### EXERCISE 1
According to the PCA notebook excerpt, how many pixel features result from linearizing the image data?
### EXERCISE 2
Continue the PCA notebook excerpt from the line that creates the PCA object.

### SELECTED EXTRACT
Here, we use PCA (principal components analysis) and randomized PCA to reduce the dimensionality of our data, which is very high due to the number of pixel features we have from linearizing our image data (10000 features, not including the target feature). We will compare PCA and randomized PCA to see which one gives us better results with fewer components.

3.1. PCA

In [6]:
from sklearn.decomposition import PCA

# helper methods taken from the 04. Dimension Reduction and Images class jupyter notebook
# https://github.com/eclarson/MachineLearningNotebooks/blob/master/04.%20Dimension%20Reduction%20and%20Images.ipynb
def plot_explained_variance(pca):
    import plotly
    from plotly.graph_objs import Bar, Line
    from plotly.graph_objs import Scatter, Layout
    from plotly.graph_objs.scatter import Marker
    from plotly.graph_objs.layout import XAxis, YAxis
    plotly.offline.init_notebook_mode()
    
    explained_var = pca.explained_variance_ratio_
    cum_var_exp = np.cumsum(explained_var)
    
    plotly.offline.iplot({
        "data": [Bar(y=explained_var, name='individual explained variance'),
                 Scatter(y=cum_var_exp, name='cumulative explained variance')
            ],
        "layout": Layout(xaxis=XAxis(title='Principal components'), yaxis=YAxis(title='Explained variance ratio'))
    })
    
def reconstruct_image(trans_obj,org_features):
    low_rep = trans_obj.transform(org_features)
    rec_image = trans_obj.inverse_transform(low_rep)
    return low_rep, rec_image
In [7]:
# run traditional PCA

h = 100
w = 100
n_components=150
pca = PCA(n_components=n_components)

### ROWS
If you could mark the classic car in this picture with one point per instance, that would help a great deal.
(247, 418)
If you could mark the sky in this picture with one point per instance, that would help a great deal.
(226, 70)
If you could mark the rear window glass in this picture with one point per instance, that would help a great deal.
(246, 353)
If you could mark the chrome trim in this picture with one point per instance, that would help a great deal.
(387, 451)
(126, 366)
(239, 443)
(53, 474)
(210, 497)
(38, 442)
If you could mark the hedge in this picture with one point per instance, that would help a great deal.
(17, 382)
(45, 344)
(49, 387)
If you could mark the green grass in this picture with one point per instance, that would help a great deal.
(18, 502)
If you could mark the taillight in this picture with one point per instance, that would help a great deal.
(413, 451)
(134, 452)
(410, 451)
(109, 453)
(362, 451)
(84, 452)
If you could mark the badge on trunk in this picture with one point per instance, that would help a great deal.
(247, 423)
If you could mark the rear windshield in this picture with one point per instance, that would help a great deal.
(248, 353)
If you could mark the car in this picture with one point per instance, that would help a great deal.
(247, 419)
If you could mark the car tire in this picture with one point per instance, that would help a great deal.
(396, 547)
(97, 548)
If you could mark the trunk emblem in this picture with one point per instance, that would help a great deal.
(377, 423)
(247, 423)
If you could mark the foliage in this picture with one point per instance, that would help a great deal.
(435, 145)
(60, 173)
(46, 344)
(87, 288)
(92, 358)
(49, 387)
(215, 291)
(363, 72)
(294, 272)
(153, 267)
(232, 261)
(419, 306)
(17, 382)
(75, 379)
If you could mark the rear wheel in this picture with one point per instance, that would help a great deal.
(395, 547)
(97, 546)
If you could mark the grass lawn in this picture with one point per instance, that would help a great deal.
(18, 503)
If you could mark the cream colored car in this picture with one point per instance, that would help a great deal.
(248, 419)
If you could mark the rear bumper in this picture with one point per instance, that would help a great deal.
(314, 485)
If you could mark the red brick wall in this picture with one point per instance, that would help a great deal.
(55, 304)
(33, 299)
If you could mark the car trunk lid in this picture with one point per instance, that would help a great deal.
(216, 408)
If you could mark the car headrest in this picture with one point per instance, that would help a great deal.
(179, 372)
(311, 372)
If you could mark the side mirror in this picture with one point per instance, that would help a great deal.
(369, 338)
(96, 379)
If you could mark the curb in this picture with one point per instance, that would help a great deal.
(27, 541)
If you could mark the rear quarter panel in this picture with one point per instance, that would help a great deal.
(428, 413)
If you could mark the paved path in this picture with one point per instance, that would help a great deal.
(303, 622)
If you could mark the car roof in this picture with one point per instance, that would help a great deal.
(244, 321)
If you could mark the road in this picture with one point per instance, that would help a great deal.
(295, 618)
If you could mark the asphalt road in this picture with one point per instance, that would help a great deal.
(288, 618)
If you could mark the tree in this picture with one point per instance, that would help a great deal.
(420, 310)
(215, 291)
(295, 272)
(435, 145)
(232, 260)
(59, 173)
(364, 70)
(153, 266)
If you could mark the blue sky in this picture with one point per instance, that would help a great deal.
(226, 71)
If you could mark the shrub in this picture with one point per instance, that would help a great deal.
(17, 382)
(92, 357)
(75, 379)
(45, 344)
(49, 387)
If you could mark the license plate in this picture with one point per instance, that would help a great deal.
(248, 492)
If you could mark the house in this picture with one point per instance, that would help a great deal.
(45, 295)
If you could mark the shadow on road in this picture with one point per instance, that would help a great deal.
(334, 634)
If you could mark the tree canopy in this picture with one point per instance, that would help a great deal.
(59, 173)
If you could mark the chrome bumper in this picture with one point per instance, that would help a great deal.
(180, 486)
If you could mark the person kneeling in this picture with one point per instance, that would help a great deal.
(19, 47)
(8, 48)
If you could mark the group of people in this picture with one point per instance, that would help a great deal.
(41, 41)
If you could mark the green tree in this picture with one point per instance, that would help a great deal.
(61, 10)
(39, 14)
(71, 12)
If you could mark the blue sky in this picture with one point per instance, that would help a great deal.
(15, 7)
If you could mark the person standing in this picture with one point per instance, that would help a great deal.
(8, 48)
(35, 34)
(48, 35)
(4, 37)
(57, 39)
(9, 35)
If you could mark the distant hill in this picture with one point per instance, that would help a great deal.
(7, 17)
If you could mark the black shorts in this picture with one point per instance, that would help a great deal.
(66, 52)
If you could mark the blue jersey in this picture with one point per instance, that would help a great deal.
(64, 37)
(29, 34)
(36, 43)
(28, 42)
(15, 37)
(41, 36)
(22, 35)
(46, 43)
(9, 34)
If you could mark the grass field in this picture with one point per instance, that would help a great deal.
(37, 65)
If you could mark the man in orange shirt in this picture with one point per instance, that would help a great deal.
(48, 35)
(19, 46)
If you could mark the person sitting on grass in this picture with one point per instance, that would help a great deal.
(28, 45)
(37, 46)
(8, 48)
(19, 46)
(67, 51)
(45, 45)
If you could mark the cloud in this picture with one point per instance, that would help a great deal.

### EXERCISE OUTPUT 1
10000 features, not counting the target feature.

### EXERCISE OUTPUT 2
%time pca.fit(X_train.copy()) 
eigenDefects = pca.components_.reshape((n_components, 100,100 ))
CPU times: user 11.4 s, sys: 352 ms, total: 11.8 s
Wall time: 11.8 s
In [8]:
# visualize traditional PCA reconstruction for one image

idx_to_reconstruct = 8
X_idx = X_train[idx_to_reconstruct]
low_dimensional_representation, reconstructed_image = reconstruct_image(pca, X_idx.reshape(1, -1))

plt.subplot(1,2,1)
plt.imshow(X_idx.reshape((h, w)), cmap=plt.cm.gray)
plt.title('Original')
plt.grid(False)
plt.subplot(1,2,2)
plt.imshow(reconstructed_image.reshape((h, w)), cmap=plt.cm.gray)
plt.title('Reconstructed from PCA')
plt.grid(False)
In [9]:
plot_explained_variance(pca)

First, we use traditional PCA to find the number of principal components needed to explain the variance in our image data. As an example, we visualize the results from reconstructing the original image to the reconstructed image from PCA.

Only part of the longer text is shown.